== Segment start ==

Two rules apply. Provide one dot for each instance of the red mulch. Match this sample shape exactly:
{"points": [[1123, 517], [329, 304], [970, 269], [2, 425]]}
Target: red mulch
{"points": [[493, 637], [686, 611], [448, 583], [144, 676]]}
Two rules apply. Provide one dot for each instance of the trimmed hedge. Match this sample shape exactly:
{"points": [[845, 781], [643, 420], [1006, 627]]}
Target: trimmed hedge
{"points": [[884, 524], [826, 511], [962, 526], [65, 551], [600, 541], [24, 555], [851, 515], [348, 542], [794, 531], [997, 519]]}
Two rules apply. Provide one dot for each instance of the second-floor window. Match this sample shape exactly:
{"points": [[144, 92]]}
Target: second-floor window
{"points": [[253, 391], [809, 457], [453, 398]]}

== Segment end ==

> _What to produce_
Write out exactly those lines running from the line with "Target: red mulch" to the end of the data above, the first and last included.

> _Task solution_
Target: red mulch
{"points": [[493, 637], [686, 611], [448, 583], [144, 676]]}
Two rules apply. Provide one dot for each instance of the trimmed hedge. Match this sample shape exactly:
{"points": [[845, 781], [643, 420], [1006, 627]]}
Target: trimmed hedge
{"points": [[884, 524], [826, 511], [962, 526], [65, 551], [600, 541], [24, 555], [851, 515], [348, 542], [794, 531], [997, 519]]}
Two rules apply. Provide one dot for each instance of the second-floor window. Match this sample shape exactly:
{"points": [[144, 92]]}
Target: second-floor window
{"points": [[253, 391], [809, 457], [453, 398]]}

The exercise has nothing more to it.